TASK BRIEF:
Reproduce every line of the records below, requests included, and shift each coordinate in the answer polygons by -63. Leave the numbers in the requests and their sample outputs unchanged.

SUPPLIED MATERIAL:
┄┄┄┄┄┄┄┄┄┄┄┄┄┄┄┄┄┄┄┄

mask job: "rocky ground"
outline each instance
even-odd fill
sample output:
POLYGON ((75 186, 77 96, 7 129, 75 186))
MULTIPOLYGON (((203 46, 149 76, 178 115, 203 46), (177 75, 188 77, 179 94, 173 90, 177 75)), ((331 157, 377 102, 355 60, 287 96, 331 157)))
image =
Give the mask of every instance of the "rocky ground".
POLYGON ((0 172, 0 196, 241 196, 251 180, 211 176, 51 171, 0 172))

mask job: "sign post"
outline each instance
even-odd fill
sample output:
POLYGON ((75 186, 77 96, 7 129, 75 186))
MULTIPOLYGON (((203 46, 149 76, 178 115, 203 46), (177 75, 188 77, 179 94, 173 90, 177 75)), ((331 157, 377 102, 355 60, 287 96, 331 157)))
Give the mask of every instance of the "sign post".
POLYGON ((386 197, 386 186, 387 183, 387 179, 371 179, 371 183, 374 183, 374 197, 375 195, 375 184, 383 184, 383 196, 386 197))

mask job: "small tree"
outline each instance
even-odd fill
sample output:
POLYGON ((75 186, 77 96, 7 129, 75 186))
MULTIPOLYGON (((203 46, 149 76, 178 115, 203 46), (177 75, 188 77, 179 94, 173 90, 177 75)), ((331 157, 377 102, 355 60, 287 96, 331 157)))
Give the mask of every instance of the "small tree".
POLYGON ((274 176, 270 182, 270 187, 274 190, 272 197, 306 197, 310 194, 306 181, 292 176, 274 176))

┄┄┄┄┄┄┄┄┄┄┄┄┄┄┄┄┄┄┄┄

THE COMPLETED TASK:
mask job: "rocky ground"
outline each instance
even-odd fill
sample output:
POLYGON ((75 186, 77 96, 7 129, 75 186))
MULTIPOLYGON (((203 46, 149 76, 178 115, 203 46), (177 75, 188 77, 179 94, 173 90, 177 75)), ((331 157, 377 102, 355 60, 287 96, 331 157)))
image =
Give the mask of every instance of the "rocky ground".
POLYGON ((-63 109, -63 133, 178 133, 188 117, 148 113, -12 108, -63 109))

mask job: "sign post"
outline each instance
even-odd fill
sample output:
POLYGON ((75 186, 77 96, 7 129, 75 186))
MULTIPOLYGON (((203 46, 149 76, 178 115, 203 46), (177 75, 188 77, 179 94, 173 90, 177 75)), ((331 157, 377 102, 355 60, 287 96, 331 157)))
Give the mask of every instance of the "sign post".
POLYGON ((323 134, 323 123, 324 120, 324 116, 308 116, 308 120, 311 120, 311 134, 312 132, 312 121, 320 121, 320 133, 323 134))

mask job: "small tree"
outline each instance
even-odd fill
sample output:
POLYGON ((75 186, 77 96, 7 129, 75 186))
MULTIPOLYGON (((203 46, 149 76, 178 115, 203 46), (177 75, 188 77, 179 94, 173 90, 177 75)), ((331 157, 377 102, 355 60, 287 96, 331 157)))
Give the mask of every instance of the "small tree".
POLYGON ((211 113, 207 119, 207 124, 211 127, 209 134, 243 134, 247 131, 243 118, 229 113, 211 113))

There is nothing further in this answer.